-- DATA EXCERPTS start --

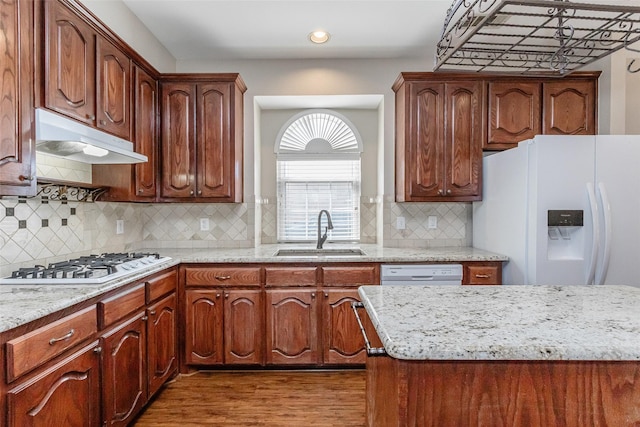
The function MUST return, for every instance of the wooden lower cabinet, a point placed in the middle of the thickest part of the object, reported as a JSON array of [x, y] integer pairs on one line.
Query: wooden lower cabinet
[[342, 341], [292, 325], [162, 350], [66, 393], [124, 390], [223, 326]]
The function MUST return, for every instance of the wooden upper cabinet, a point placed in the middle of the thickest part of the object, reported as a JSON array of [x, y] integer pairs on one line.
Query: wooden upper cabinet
[[463, 141], [178, 140], [17, 156], [70, 63], [520, 108], [146, 134], [514, 113], [86, 77], [439, 134], [202, 138], [569, 107], [113, 100]]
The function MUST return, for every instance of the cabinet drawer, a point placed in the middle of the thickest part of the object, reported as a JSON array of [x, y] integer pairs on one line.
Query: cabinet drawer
[[161, 285], [37, 347], [351, 275], [118, 306], [223, 276], [290, 276], [482, 275]]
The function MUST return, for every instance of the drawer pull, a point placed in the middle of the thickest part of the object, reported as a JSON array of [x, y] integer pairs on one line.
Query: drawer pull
[[371, 351], [65, 337]]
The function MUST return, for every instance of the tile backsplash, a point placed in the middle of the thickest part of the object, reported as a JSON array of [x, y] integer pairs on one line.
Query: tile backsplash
[[41, 230]]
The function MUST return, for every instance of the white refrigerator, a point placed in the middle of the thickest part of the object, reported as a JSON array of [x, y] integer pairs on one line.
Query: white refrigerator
[[564, 209]]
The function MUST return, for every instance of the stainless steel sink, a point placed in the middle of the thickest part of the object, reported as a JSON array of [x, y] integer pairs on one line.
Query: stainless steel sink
[[316, 253]]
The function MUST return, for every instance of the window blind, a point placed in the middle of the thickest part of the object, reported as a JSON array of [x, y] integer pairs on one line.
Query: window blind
[[305, 187]]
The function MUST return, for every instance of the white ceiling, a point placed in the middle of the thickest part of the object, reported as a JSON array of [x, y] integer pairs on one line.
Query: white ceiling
[[278, 29]]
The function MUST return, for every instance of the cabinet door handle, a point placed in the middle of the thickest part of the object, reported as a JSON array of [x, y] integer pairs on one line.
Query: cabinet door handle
[[65, 337]]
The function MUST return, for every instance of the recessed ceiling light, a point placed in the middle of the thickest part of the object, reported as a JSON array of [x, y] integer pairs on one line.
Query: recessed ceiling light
[[319, 37]]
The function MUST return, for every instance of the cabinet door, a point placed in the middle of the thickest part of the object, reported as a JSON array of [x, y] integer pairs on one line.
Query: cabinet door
[[146, 134], [113, 98], [569, 107], [178, 140], [70, 63], [424, 165], [17, 157], [214, 145], [292, 324], [243, 327], [203, 329], [68, 392], [463, 141], [124, 367], [161, 342], [514, 113], [342, 341]]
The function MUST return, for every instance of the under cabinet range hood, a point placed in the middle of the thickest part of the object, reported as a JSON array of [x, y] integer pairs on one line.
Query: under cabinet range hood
[[59, 136], [533, 37]]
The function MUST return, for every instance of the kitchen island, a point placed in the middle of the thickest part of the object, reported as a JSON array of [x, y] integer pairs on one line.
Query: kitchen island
[[504, 356]]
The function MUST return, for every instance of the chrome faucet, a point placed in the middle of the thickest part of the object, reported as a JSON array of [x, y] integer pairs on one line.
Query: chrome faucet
[[323, 238]]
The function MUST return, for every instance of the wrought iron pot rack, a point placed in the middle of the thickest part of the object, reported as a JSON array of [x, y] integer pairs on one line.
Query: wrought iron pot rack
[[534, 37]]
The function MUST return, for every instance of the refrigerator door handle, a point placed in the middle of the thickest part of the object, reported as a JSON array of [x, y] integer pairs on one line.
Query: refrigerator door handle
[[606, 214], [595, 245]]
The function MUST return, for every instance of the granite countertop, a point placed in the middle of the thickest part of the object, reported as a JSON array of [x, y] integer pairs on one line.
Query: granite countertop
[[506, 322], [20, 304], [373, 253]]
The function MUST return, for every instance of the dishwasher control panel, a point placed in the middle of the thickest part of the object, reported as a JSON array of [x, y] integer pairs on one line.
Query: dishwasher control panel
[[421, 274]]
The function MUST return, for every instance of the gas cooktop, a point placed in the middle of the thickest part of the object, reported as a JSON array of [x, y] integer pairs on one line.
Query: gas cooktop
[[90, 269]]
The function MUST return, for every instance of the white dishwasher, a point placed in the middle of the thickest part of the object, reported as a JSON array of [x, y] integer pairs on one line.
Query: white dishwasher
[[420, 274]]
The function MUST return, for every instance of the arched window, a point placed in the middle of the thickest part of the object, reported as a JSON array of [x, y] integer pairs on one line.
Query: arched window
[[318, 167]]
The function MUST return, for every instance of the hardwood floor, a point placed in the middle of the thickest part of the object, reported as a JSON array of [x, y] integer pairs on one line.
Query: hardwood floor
[[261, 398]]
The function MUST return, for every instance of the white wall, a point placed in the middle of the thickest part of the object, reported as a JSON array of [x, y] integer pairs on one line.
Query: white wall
[[129, 28], [314, 77]]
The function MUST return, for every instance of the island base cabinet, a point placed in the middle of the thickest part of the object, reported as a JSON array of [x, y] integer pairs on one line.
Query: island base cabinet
[[502, 393], [68, 393]]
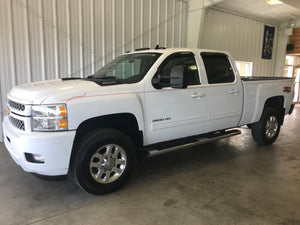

-- DATA EXCERPTS end --

EXERCISE OBJECTIVE> Give every line of the listing above as a numbered list. Skip blank lines and leave out the pictures.

FULL SOLUTION>
1. The function MUST return, for every instance of the wooden lower cabinet, a point placed in the middle of the thickest part of the object, reported as a JSON array of [x, y] integer pairs on one line.
2. Query: wooden lower cabinet
3. [[342, 341], [292, 325], [162, 350], [66, 393], [124, 390], [223, 326]]
4. The function MUST return, for every instance of the wooden upper cabinet, a point placed in the middle of the thickest part of the object, reported as a JSON array of [x, y] integer pairs on one line.
5. Query: wooden upper cabinet
6. [[463, 141], [178, 140], [17, 156], [70, 63], [520, 108], [146, 134], [514, 113], [86, 77], [439, 134], [202, 138], [569, 107], [113, 100]]
7. The function MUST return, for every instance of the cabinet drawer, a point placed in the middle of the thickest part of the object, reported as a JSON array of [x, y] integer pairs on one line.
8. Query: cabinet drawer
9. [[161, 285], [37, 347], [351, 275], [118, 306], [223, 276], [290, 276], [482, 275]]
10. The function MUST return, for every instance of the drawer pull, a point placed in the middle of the thickest part of the object, reported as a JSON array of [x, y] integer pairs on one line.
11. Query: drawer pull
12. [[371, 351], [65, 337]]
13. The function MUST return, for every instance of the tile backsplash, a point placed in the middle of the thickest part of the object, reported as a JSON array of [x, y] integer pairs on one line.
14. Query: tile backsplash
15. [[41, 230]]
16. The function MUST return, for every instance of the white refrigerator, a point placed in the middle of the thickest part of the object, reported as a JSON array of [x, y] integer pairs on one line.
17. Query: white refrigerator
18. [[564, 209]]
19. The function MUST return, for every instance of the stainless steel sink, a point placed in the middle of the thickest part of the object, reported as a JSON array of [x, y] integer pairs on one line.
20. Query: stainless steel sink
21. [[316, 253]]
22. The function MUST return, for every instance of the window blind, a point placed in the middle of the thickest part of the object, reported as a JSON array of [x, y] integer pairs on one line.
23. Query: window blind
24. [[305, 187]]
25. The function MUST return, for every instance of the white ceiling, a point placed in the middle of the thickest part of the object, reported as a JSON array of [x, y] integer pairs on one line.
26. Query: white ceiling
27. [[278, 29]]
28. The function MUST return, for every instance of the cabinet door handle, a point placed in the middle of the thickest part of the object, reported as a JSON array of [x, y] integer pairs on one line.
29. Query: cabinet door handle
30. [[65, 337]]
31. The function MUST return, for every instance of the recessed ceiling light, a point placed in the middle of the thickest part of the object, reported as a JSON array of [x, y] integer pairs on one line.
32. Query: recessed ceiling light
33. [[319, 37]]
34. The function MUST return, for every instance of the cabinet door, a point placed in the middle of the thickest part of the object, reported as a JSON array of [x, y] integer pairs on one line.
35. Query: cabinet door
36. [[146, 134], [113, 98], [569, 107], [178, 140], [70, 63], [424, 165], [17, 157], [214, 145], [292, 324], [243, 327], [203, 329], [68, 392], [463, 141], [124, 367], [161, 342], [514, 113], [342, 341]]
37. The function MUST return, for every instance of the under cabinet range hood, a point placed in the middle of the thickest part of the object, reported as a JSON array of [x, y] integer pairs on one line.
38. Query: under cabinet range hood
39. [[59, 136], [533, 37]]
40. The function MUST return, for every instance of the kitchen island, a point placed in the middle of the thickest part of the object, reported as a JSON array of [x, y] integer pairs on one line.
41. Query: kitchen island
42. [[504, 356]]
43. The function MUST return, for every instance of the chrome faucet, a point placed in the middle of the thickest part of the object, reported as a JSON array of [x, y] integer pairs on one line.
44. Query: chrome faucet
45. [[323, 238]]
46. The function MUST return, for every instance of the wrought iron pot rack, a point placed in the middle of the thickest part of the object, reported as a JSON array of [x, y] integer pairs on one line.
47. Query: wrought iron pot rack
48. [[534, 37]]
49. The function MUST return, for every instance of the refrigerator door handle, a point placed in the middle of the thickest part of the object, reported as a JSON array of [x, y] integer pairs on one line.
50. Query: refrigerator door handle
51. [[606, 214], [595, 245]]
52. The function MUST return, for every instance of the granite countertop, a point placed in the middle of the thickest part of the object, reported as a JSON array of [x, y] integer pairs on one line.
53. Query: granite countertop
54. [[506, 322], [20, 304], [373, 253]]
55. The function MUST return, for every instance of the dishwasher control panel, a point placed in the middle of the thickest part of the object, reported as a JSON array of [x, y] integer pairs on one line.
56. Query: dishwasher control panel
57. [[421, 274]]
58. The function MUST return, for every instance of the gas cooktop, a point placed in the middle of the thickest part of the object, reported as a JSON array of [x, y] integer pairs on one line.
59. Query: gas cooktop
60. [[90, 269]]
61. The function MUST return, for every instance of the white dishwasher, a point placed in the middle of the thickest part of the object, reported as a JSON array of [x, y] integer pairs on one line.
62. Query: white dishwasher
63. [[420, 274]]
64. The function MUST return, for every instance of the arched window, a point placed in the middle of the thickest part of the object, reported as a JSON array of [x, y] integer pairs on one line.
65. Query: arched window
66. [[318, 167]]
67. The function MUST return, for every instance of the hardwood floor, a point placed in the middle of the thickest part of the object, reported as a JSON array of [x, y] integer pairs on one line.
68. Query: hardwood floor
69. [[261, 398]]
70. The function MUST return, for every instance of the white wall, a point placed in the middle of the thickest part of the object, reported as a JSON array of [x, y] integer pairs on one line.
71. Query: white wall
72. [[129, 28], [314, 77]]
73. The function MUST return, for every instance of the island base cabinet, a point placed in the middle of the thickest part of the object, reported as a JSON array of [x, y] integer pairs on one line.
74. Query: island base cabinet
75. [[502, 393], [68, 393]]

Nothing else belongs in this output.